::: Document :::
Archive for January, 2008

Did anyone from Fox watch Moment of Truth before it aired?

I like reality shows. I don’t watch them all. I’ve never seen Amazing Race, Dancing with the Stars , Big Brother, but I do regularly watch Survivor, Apprentice and American Idol. One new show that piqued my interest this season though was “Moment of Truth,” where contestants are asked potentially embarrassing questions and their answers are verified (or not) by a previously administered polygraph test. Sound cheesy? Definitely, but I thought it would be at least somewhat interesting.

Unfortunately for Fox, this show must have been rushed to air. After just two episodes, I don’t think I’m going to watch again. It’s not that the concept itself is bad (i.e., a pseudo-scientific game of truth or dare, without the dares). It is sort of interesting to see how some of the contestants answer various questions. The first guy, a football player, admitted to checking out other guys in the locker room and to questioning whether his wife was truly his “life partner.” Seeing what people will admit to to win money is interesting, in some weird voyeuristic way.
:::
**Brief 1**
Retype the blog post word for word, starting at "Archive for January, 2008" and ending at "least somewhat interesting.".
::: Data entries :::
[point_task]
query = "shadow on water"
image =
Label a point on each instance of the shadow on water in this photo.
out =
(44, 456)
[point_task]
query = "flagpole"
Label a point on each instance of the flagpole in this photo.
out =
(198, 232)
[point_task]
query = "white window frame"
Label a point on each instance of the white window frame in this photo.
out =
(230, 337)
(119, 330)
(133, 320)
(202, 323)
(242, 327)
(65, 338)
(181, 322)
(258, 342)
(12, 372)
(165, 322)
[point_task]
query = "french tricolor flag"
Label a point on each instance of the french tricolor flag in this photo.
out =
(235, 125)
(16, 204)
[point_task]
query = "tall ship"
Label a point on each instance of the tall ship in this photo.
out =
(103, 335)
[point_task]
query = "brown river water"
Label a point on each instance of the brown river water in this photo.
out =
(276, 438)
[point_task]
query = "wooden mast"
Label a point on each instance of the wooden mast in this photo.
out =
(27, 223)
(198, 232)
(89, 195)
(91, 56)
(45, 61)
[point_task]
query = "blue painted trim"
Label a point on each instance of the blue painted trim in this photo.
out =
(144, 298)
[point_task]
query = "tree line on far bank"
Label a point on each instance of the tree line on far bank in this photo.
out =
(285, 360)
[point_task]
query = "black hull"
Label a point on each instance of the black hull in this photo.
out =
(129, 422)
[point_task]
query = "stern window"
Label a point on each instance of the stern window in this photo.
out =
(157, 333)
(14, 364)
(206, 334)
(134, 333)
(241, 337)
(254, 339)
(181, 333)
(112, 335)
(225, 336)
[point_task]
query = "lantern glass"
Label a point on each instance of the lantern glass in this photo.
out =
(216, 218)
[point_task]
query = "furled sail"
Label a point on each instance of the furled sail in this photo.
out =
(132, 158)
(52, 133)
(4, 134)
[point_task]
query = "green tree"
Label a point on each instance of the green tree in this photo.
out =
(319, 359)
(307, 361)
:::
**Brief 2**
Gather every line of the records that contains the word "shadow", and copy each one as it appears.

**Output 1**
Archive for January, 2008

Did anyone from Fox watch Moment of Truth before it aired?

I like reality shows. I don’t watch them all. I’ve never seen Amazing Race, Dancing with the Stars , Big Brother, but I do regularly watch Survivor, Apprentice and American Idol. One new show that piqued my interest this season though was “Moment of Truth,” where contestants are asked potentially embarrassing questions and their answers are verified (or not) by a previously administered polygraph test. Sound cheesy? Definitely, but I thought it would be at least somewhat interesting.

**Output 2**
query = "shadow on water"
Label a point on each instance of the shadow on water in this photo.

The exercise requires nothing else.